▶ **EXERCISE AIM**
Below are records; reproduce exactly the lines from the one containing "Can you see the red maple" through the end, both included, and only those.

▶ **SUPPLIED MATERIAL**
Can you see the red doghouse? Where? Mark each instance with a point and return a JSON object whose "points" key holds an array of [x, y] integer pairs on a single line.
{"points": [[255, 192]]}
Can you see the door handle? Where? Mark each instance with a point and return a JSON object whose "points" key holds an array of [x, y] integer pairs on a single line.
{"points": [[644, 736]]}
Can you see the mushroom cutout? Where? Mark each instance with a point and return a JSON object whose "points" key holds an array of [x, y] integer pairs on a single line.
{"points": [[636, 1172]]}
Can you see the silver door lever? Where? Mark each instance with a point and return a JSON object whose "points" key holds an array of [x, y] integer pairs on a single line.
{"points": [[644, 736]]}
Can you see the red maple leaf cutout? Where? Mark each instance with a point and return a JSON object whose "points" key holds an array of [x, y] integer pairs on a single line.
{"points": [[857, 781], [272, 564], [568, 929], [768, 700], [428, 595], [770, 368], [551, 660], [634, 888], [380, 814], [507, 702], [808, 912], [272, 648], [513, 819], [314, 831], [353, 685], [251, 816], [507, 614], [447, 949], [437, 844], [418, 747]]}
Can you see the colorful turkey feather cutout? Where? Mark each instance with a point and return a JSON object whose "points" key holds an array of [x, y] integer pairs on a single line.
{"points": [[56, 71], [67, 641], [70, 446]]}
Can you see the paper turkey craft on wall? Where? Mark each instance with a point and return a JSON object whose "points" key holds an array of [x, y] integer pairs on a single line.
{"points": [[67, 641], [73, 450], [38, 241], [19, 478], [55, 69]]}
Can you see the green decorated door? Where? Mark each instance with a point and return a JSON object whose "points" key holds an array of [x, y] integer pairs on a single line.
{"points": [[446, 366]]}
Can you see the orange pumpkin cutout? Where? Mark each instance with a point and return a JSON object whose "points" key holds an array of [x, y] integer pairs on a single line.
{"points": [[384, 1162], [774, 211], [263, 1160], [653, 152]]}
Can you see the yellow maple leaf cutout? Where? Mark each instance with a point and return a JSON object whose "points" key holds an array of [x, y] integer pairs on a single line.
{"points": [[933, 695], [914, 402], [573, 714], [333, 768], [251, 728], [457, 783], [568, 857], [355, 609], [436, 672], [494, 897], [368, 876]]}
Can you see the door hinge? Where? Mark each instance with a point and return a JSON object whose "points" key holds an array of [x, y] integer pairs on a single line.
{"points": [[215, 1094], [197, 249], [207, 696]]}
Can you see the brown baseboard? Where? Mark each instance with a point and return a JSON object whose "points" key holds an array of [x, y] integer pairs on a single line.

▶ **OUTPUT FOR THIS TASK**
Can you see the red maple leaf cutout? Where? Mark each instance with a point and return a JSON object whose "points" key holds an array of [x, y] integer pairs on a single line.
{"points": [[857, 781], [272, 564], [568, 929], [768, 700], [428, 595], [770, 368], [551, 660], [634, 888], [380, 814], [507, 702], [808, 912], [272, 648], [513, 819], [314, 831], [353, 685], [251, 816], [507, 614], [447, 949], [437, 844], [418, 747]]}
Can you see the colorful turkey feather cutout? Where? Mark each instance with a point and return a JSON object whose "points" key holds an array of [x, y] integer pairs on a single line.
{"points": [[56, 71], [67, 641], [70, 446]]}
Can you see the paper turkey craft on wall? Where? Mark each instance with a point and return a JSON object whose "points" key holds an array of [x, y] integer pairs on a single line.
{"points": [[67, 641], [73, 450], [38, 241], [19, 478], [55, 69]]}
Can you see the green decorated door? Where? Mark each instance with a point and return a JSON object whose "points" key holds an array of [x, y] integer pairs on a single line.
{"points": [[446, 366]]}
Can you see the orange pumpkin cutout? Where? Mark each instance with a point and return a JSON object whose "points" key holds an array of [x, y] integer pairs on a single line.
{"points": [[384, 1162], [774, 211], [263, 1160], [653, 152]]}
Can you see the yellow maple leaf cutout? Where? Mark each instance with a point and return a JSON object whose "points" key holds an array of [x, y] integer pairs on a single line.
{"points": [[933, 695], [914, 402], [573, 714], [333, 768], [251, 728], [457, 783], [568, 857], [355, 609], [436, 672], [494, 897], [368, 876]]}
Can you see the door hinge? Where? Mark each instance with a point and return a JSON object whose "points" key holds an array of [x, y] integer pairs on a single line.
{"points": [[215, 1094], [197, 249], [207, 696]]}
Can you see the brown baseboard? Where? Mark each instance with a point and return a JSON object whose "points" key holds an array of [x, y] integer pairs on a single line.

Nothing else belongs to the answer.